*Task objective*
Only a number is wanted here, namely how many lines of the data contain the string "dark".

*Extracted records*
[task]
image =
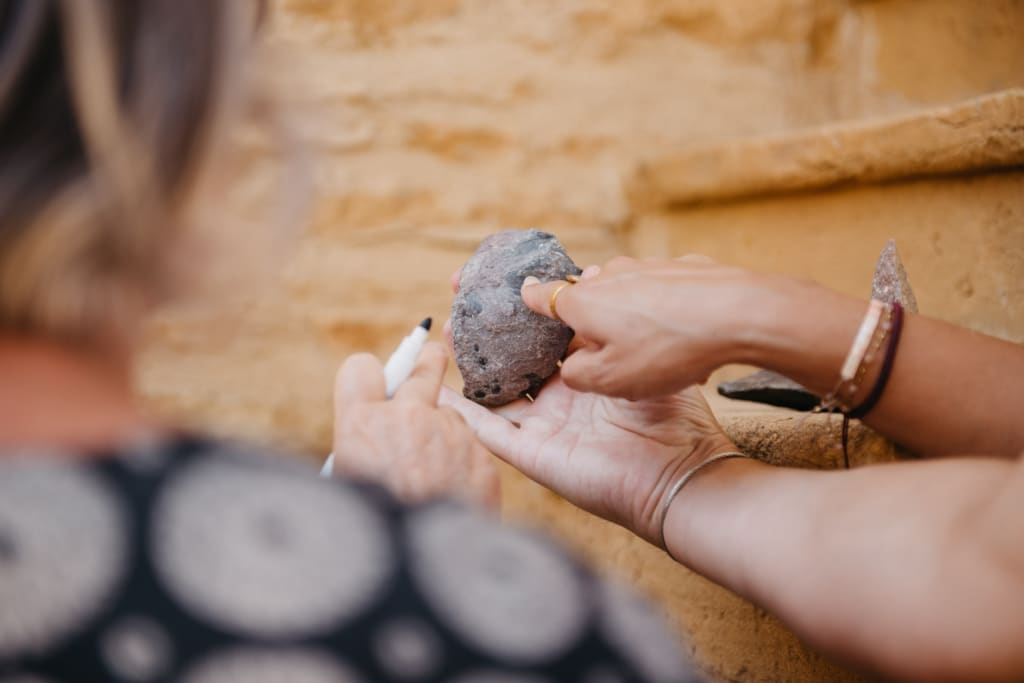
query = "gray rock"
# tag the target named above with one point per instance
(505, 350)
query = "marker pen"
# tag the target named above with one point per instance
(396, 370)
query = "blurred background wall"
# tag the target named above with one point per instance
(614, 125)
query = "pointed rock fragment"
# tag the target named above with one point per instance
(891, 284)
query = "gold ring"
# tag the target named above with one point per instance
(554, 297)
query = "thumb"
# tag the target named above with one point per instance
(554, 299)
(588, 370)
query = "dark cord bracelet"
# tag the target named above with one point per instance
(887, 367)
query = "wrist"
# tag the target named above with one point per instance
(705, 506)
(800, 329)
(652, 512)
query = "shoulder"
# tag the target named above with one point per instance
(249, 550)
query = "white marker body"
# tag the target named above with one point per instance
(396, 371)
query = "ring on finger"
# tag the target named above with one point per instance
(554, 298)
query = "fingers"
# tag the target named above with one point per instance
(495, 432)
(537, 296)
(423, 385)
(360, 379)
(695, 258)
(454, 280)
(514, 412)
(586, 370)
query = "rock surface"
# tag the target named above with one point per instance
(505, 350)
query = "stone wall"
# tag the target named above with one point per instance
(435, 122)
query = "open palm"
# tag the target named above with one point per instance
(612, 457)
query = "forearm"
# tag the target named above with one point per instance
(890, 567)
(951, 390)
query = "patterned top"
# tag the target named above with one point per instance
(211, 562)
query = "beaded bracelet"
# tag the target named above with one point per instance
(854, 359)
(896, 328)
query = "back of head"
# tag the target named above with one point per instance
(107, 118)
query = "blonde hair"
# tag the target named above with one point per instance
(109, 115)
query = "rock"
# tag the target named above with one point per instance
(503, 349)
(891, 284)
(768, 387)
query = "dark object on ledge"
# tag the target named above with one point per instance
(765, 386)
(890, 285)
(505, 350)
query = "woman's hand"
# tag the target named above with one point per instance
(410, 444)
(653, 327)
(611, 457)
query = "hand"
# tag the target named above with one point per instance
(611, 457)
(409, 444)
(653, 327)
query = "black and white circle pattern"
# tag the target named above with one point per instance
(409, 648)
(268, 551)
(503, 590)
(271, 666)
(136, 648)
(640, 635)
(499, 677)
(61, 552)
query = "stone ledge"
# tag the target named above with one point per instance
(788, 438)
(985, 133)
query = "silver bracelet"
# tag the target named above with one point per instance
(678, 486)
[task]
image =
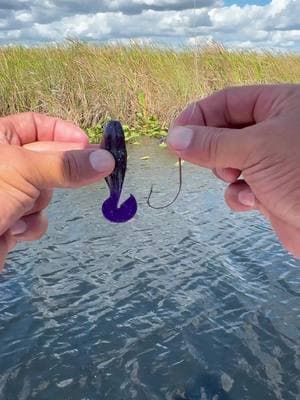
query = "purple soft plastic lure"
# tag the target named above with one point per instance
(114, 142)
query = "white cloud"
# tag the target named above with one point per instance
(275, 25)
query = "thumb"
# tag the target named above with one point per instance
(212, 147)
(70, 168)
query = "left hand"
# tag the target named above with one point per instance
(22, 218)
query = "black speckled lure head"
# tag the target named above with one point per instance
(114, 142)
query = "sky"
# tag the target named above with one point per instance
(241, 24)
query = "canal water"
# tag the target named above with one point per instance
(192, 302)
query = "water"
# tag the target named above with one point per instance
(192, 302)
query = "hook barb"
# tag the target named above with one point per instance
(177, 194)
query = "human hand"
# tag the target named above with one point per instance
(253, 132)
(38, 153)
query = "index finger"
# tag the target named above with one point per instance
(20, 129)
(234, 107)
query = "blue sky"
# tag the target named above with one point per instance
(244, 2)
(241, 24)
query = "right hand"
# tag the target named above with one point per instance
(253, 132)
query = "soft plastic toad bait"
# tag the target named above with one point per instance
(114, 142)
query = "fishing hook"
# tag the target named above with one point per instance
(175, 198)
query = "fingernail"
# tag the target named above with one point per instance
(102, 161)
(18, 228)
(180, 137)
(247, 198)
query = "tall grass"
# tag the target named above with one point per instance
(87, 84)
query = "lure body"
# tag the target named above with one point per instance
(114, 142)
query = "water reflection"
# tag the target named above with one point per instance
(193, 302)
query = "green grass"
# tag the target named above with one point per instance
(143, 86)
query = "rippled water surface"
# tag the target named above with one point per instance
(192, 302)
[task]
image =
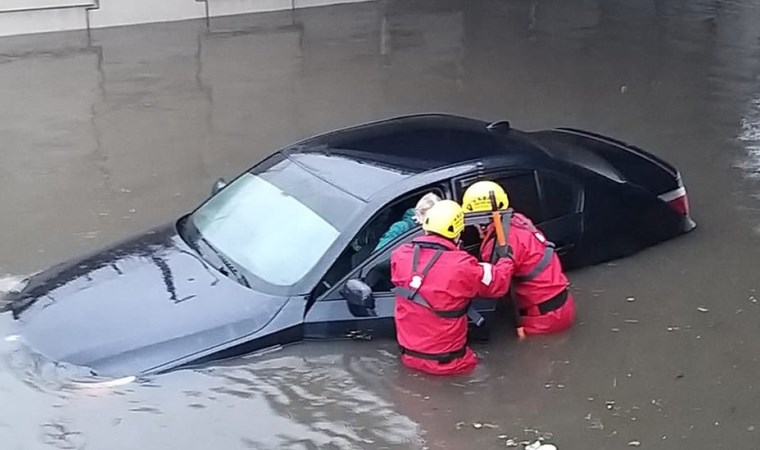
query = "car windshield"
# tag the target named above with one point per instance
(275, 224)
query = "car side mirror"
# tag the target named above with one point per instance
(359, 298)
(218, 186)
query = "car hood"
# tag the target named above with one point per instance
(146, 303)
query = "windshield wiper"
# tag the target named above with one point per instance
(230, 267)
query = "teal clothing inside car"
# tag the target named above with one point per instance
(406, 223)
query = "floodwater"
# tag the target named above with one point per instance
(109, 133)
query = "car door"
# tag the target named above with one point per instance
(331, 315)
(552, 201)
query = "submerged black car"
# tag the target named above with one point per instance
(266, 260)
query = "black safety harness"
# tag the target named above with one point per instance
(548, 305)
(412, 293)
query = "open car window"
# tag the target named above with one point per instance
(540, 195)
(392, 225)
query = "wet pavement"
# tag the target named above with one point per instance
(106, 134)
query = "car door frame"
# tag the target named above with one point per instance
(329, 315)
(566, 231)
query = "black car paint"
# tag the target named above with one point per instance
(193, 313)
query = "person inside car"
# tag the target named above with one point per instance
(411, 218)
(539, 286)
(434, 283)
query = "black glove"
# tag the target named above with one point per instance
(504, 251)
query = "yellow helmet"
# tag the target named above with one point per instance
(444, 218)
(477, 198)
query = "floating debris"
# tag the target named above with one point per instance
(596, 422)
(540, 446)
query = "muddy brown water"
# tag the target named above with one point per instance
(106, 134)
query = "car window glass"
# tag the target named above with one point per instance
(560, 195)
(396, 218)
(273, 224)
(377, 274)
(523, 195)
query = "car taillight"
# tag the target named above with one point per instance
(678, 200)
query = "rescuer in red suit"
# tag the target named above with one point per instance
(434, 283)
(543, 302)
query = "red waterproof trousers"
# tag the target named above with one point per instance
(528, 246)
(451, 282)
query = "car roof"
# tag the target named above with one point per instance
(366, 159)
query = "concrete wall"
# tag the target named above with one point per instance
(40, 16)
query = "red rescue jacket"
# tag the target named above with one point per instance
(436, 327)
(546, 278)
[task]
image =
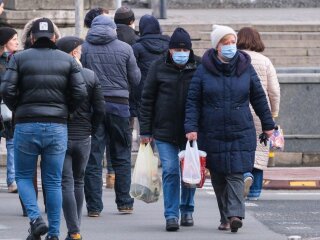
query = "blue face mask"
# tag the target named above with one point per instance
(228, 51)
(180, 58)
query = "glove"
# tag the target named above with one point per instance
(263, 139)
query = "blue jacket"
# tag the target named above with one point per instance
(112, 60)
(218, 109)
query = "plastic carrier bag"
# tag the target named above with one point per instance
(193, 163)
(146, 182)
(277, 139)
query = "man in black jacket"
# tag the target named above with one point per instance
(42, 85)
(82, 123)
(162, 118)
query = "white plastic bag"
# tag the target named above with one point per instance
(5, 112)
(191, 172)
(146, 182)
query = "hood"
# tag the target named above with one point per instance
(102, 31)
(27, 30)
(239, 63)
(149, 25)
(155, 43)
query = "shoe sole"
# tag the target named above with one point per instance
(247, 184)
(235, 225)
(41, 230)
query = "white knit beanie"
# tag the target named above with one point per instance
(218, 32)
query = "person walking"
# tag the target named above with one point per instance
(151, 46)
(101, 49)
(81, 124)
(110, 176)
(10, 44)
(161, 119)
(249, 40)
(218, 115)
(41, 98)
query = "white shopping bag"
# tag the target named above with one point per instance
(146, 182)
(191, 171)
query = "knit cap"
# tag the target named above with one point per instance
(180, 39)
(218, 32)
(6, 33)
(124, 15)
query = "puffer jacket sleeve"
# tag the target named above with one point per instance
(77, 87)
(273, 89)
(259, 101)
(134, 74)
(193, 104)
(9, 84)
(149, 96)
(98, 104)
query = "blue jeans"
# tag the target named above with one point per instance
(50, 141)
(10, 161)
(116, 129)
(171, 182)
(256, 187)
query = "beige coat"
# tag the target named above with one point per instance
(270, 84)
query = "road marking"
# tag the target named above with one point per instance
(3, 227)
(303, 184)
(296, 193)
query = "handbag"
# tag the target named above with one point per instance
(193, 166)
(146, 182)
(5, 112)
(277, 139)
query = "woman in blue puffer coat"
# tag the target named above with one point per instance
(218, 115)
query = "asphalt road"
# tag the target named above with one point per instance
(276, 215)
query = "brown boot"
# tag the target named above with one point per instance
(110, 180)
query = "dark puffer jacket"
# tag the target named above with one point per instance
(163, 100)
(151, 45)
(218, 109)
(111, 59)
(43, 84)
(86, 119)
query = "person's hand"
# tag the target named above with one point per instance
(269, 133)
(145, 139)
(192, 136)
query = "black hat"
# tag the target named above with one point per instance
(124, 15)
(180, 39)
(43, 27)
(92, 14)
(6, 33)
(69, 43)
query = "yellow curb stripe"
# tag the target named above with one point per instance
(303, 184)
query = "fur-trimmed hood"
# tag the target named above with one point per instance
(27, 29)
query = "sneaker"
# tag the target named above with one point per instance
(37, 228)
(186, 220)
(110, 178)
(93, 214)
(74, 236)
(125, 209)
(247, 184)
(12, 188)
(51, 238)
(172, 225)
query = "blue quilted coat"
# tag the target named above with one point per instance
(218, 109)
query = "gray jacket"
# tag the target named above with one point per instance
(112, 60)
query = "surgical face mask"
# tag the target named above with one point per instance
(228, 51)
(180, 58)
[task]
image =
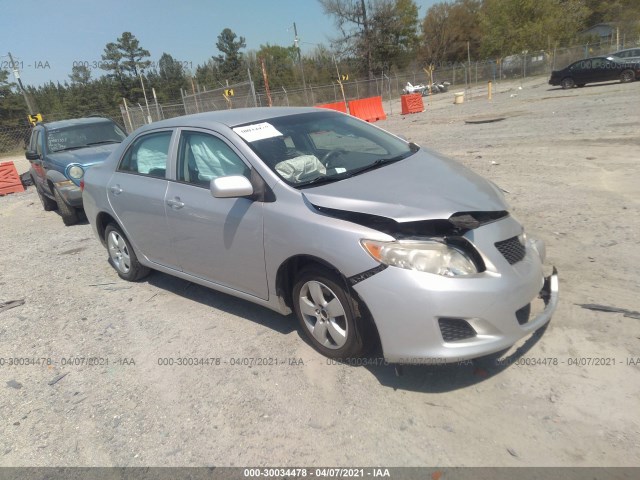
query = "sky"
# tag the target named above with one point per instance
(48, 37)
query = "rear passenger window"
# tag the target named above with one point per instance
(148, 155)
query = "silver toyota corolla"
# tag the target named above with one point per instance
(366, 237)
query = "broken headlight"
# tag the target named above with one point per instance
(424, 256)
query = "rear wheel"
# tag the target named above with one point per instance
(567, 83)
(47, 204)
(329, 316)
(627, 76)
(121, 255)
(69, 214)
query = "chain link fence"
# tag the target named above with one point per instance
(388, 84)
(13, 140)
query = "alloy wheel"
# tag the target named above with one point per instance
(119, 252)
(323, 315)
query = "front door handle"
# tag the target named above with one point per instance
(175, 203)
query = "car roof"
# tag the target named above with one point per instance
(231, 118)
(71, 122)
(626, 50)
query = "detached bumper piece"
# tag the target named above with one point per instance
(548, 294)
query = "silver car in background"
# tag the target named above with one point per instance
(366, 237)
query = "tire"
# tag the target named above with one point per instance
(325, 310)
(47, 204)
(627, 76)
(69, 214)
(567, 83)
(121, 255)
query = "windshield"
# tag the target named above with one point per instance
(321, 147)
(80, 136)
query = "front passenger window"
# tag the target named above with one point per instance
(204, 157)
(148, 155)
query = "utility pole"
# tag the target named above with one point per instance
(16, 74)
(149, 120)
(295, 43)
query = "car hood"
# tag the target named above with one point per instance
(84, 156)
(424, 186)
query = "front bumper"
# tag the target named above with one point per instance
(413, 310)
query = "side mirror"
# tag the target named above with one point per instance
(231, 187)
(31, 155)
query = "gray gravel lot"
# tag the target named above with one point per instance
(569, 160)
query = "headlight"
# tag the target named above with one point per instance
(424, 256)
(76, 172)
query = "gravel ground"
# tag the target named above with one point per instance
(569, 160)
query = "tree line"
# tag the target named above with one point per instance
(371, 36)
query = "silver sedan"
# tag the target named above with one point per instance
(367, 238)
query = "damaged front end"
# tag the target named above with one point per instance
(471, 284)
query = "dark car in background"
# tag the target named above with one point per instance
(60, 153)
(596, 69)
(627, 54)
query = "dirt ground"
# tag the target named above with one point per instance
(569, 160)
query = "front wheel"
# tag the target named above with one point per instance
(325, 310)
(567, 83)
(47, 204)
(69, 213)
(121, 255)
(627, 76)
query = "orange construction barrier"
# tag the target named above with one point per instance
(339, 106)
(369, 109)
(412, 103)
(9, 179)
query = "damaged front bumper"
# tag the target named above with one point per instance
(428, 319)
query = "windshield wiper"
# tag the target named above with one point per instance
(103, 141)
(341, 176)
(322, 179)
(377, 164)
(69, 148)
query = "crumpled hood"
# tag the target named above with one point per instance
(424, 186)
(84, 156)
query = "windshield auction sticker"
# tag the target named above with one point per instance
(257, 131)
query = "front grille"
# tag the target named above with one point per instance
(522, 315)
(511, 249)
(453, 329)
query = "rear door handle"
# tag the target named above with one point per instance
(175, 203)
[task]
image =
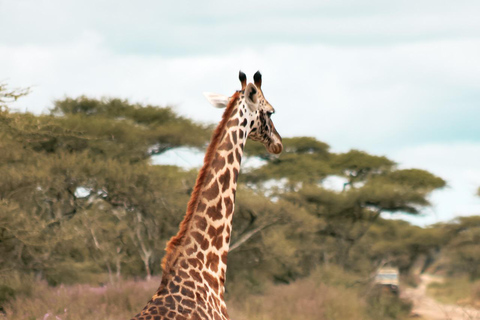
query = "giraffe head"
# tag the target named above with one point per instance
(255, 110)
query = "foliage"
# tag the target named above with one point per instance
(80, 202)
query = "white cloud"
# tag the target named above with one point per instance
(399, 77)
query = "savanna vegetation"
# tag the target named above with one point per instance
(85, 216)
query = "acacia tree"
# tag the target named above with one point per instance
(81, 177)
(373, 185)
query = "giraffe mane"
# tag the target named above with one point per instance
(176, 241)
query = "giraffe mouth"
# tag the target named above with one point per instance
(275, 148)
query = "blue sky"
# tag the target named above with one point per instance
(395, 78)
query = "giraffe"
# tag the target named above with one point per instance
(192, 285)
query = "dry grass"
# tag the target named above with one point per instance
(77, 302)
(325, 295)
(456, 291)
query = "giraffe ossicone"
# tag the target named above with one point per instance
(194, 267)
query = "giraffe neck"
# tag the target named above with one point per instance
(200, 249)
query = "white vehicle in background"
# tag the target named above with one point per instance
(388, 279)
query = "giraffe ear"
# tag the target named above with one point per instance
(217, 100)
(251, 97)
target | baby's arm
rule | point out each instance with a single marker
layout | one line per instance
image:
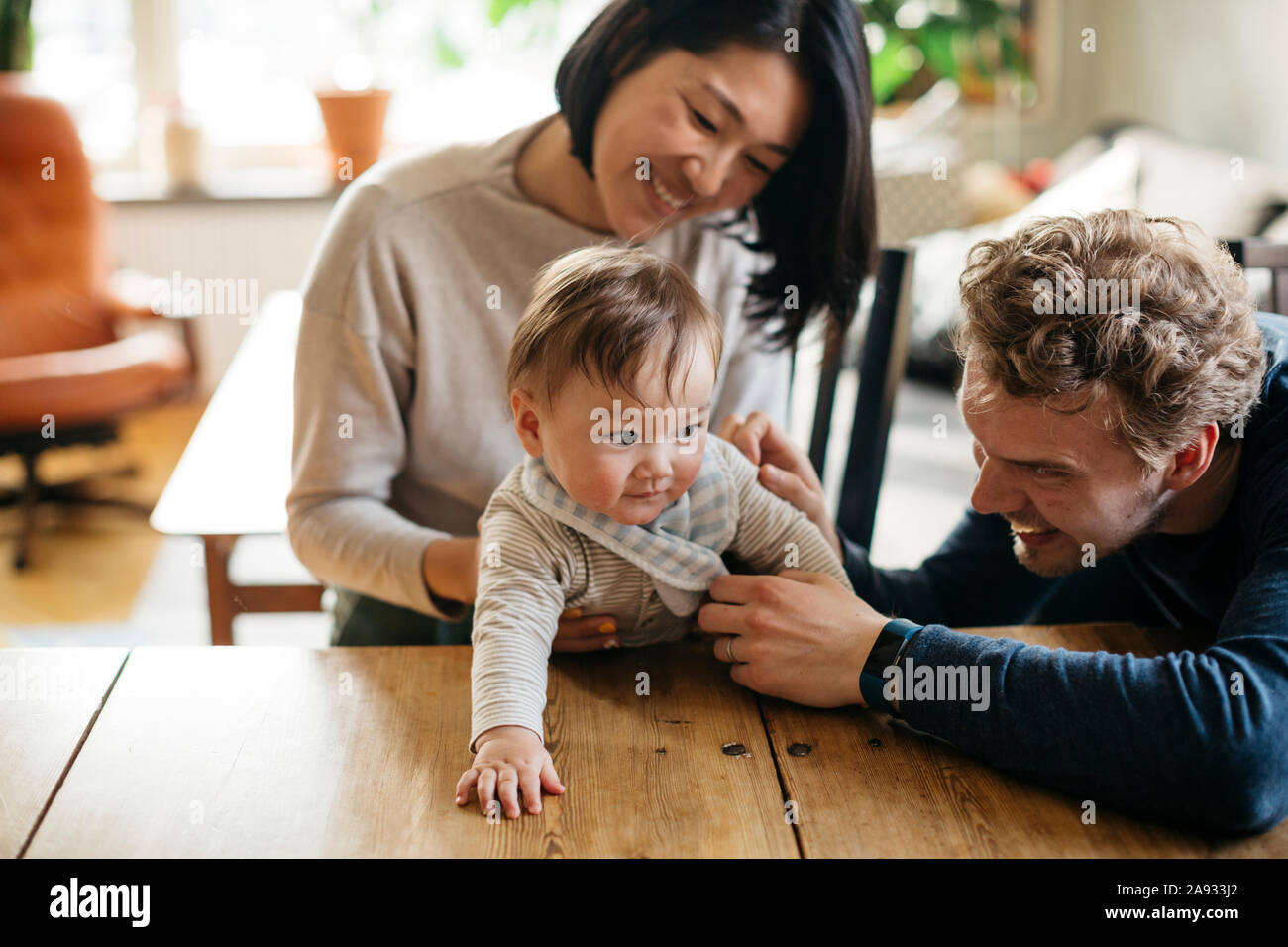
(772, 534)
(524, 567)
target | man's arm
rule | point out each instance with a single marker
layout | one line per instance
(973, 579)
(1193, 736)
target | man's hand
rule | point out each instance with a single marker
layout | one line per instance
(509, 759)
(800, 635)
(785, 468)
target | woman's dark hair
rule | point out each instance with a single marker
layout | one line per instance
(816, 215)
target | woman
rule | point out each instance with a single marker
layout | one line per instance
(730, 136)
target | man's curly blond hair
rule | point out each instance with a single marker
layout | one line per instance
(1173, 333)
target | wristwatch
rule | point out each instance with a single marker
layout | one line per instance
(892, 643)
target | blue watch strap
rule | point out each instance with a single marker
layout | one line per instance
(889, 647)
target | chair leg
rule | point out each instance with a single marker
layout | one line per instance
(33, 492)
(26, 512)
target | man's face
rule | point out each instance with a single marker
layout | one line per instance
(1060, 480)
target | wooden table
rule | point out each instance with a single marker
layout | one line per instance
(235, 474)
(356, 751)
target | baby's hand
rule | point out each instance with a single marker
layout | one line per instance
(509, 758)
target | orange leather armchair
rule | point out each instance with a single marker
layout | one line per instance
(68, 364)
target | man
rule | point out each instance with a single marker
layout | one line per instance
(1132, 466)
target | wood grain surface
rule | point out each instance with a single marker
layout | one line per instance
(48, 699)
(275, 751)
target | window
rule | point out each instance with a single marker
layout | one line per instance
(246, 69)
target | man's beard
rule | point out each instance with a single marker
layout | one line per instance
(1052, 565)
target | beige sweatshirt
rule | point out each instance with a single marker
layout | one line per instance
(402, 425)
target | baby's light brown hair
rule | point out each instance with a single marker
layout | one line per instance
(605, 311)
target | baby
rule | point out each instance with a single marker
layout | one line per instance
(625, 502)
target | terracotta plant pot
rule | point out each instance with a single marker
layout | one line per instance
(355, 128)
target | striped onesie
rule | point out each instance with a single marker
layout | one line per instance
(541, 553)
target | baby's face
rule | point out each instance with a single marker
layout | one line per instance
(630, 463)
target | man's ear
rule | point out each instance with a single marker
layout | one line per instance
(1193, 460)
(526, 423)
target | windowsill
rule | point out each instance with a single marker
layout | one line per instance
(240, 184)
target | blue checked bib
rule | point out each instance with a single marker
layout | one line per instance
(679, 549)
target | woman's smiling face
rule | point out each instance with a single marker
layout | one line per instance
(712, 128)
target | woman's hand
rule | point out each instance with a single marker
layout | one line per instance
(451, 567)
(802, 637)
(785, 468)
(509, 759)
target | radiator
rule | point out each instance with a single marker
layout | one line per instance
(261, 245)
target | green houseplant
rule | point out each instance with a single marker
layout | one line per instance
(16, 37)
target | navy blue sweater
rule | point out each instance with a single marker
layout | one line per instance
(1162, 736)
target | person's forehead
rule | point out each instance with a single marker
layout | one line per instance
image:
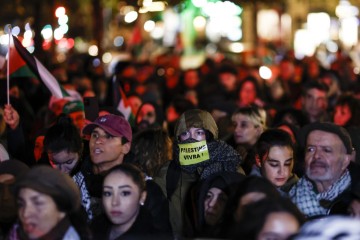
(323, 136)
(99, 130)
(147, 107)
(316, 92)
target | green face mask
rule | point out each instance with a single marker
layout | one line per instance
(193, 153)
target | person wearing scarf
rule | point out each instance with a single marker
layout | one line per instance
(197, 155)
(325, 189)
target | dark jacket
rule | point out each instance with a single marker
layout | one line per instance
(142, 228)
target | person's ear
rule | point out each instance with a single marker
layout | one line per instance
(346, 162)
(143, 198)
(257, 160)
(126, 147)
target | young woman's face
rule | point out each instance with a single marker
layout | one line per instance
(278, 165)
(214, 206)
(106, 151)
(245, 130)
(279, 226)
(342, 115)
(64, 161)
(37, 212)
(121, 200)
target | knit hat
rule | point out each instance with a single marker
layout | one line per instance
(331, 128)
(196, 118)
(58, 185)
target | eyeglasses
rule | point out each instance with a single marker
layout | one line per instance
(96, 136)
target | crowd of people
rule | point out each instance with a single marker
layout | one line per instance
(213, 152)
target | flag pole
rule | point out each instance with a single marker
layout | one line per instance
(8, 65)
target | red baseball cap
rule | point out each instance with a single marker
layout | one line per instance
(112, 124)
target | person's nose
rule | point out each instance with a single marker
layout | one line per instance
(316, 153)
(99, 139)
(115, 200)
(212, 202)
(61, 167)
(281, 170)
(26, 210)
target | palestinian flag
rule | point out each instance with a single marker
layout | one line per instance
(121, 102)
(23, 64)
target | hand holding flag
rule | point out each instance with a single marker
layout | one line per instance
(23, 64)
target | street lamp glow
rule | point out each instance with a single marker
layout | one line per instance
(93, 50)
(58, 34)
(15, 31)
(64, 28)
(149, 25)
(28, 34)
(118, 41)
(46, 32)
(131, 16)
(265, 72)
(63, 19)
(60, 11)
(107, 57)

*Your response*
6